_Exercise objective:_ Print the following entries without changing anything in them.

Entries taken from a collection
···

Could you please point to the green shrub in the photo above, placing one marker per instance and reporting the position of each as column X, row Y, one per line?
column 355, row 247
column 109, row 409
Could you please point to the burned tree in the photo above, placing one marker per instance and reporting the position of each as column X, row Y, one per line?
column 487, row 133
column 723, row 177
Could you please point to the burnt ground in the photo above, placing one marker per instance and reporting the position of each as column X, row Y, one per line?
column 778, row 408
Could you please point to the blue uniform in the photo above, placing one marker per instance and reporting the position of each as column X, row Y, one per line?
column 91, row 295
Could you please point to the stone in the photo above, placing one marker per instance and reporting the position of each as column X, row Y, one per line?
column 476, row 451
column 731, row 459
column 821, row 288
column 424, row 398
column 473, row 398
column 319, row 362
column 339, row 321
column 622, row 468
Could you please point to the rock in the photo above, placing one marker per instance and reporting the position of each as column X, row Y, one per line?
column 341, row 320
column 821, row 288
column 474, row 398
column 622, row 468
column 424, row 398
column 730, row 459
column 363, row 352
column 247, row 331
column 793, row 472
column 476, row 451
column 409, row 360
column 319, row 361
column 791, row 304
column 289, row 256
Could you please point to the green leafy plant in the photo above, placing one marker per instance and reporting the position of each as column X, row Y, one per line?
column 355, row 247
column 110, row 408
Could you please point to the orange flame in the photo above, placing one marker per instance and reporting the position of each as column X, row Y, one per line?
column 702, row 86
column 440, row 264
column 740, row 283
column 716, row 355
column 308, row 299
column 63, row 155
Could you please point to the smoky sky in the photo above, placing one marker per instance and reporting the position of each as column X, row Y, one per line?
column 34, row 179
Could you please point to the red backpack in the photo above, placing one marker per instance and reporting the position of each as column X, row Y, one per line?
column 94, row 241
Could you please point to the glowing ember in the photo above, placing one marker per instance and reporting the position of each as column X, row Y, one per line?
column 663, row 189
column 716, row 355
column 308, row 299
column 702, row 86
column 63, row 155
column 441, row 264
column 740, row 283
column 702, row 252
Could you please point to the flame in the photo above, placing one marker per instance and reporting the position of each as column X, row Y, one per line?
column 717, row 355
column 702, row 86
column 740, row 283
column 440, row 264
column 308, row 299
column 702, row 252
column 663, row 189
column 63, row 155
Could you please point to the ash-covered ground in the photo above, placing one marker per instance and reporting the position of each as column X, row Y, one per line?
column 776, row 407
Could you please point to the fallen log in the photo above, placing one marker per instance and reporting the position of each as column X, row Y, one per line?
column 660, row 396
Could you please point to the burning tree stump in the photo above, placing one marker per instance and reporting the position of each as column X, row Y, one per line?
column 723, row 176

···

_Solution:_
Could you please point to the green shrub in the photo above, placing one marker per instance and reporting the position of each as column X, row Y, one per line?
column 355, row 247
column 109, row 409
Could you please point to the burned tree in the photo above, placing one marker per instance and reporting the position of each as column X, row Y, one per line?
column 487, row 133
column 723, row 177
Could you please point to the burnt ground in the photo above, placing one marker per instance and reporting the position of each as column X, row Y, one per line?
column 778, row 408
Could you please point to the blue uniform in the photo above, placing one marker per instance and reporting the position of each as column X, row Y, one per line?
column 91, row 295
Could you please point to the stone in the photo above, placing one marker per instance and reporting the position of each as column X, row Y, one per line?
column 476, row 451
column 731, row 459
column 821, row 288
column 424, row 398
column 473, row 398
column 319, row 362
column 339, row 321
column 622, row 468
Could you please point to the rock in the photo above, placing one marker per instance and reporting the position of each as column X, row Y, one per line?
column 341, row 320
column 821, row 288
column 474, row 398
column 622, row 468
column 424, row 398
column 730, row 459
column 363, row 352
column 247, row 331
column 793, row 472
column 476, row 451
column 409, row 360
column 319, row 361
column 791, row 304
column 289, row 256
Could you please point to the green leafy plant in the photo above, placing one marker per instance and reporting the position of each as column X, row Y, one per line?
column 355, row 247
column 110, row 408
Could you please point to the orange flame in the photo above, placing one marker per instance and reporting the position of each as column X, row Y, one per line?
column 702, row 86
column 440, row 264
column 740, row 283
column 716, row 355
column 308, row 299
column 63, row 155
Could you please point to the smoky sky in the photo above, placing one marker per instance and reporting the position of each as column X, row Y, one per line?
column 34, row 179
Could you please point to the red backpack in the photo above, placing one marker per instance and reporting the position of each as column X, row Y, one per line?
column 94, row 241
Could you please point to the glowing ember in the photo above, placing one marker per instance and reporting the position of each as column X, row Y, one per line?
column 663, row 189
column 716, row 355
column 308, row 299
column 702, row 86
column 63, row 155
column 441, row 264
column 740, row 283
column 702, row 252
Could you please point to the flame in the photo above, placing one marker per instance and reporting the position of each as column X, row Y, one per line?
column 717, row 355
column 702, row 86
column 740, row 283
column 440, row 264
column 308, row 299
column 702, row 252
column 663, row 189
column 63, row 155
Could you please point to the ash-covered ground in the photo above, placing one marker per instance and reporting the position of each as column X, row Y, one per line?
column 776, row 407
Could you please point to the fallen log in the photo above, placing one marker per instance and reporting the position of each as column X, row Y, one per line?
column 660, row 396
Could you please point to the burning tree stump in the photo above, placing one marker per instance and reporting the position of each as column X, row Y, one per line?
column 723, row 176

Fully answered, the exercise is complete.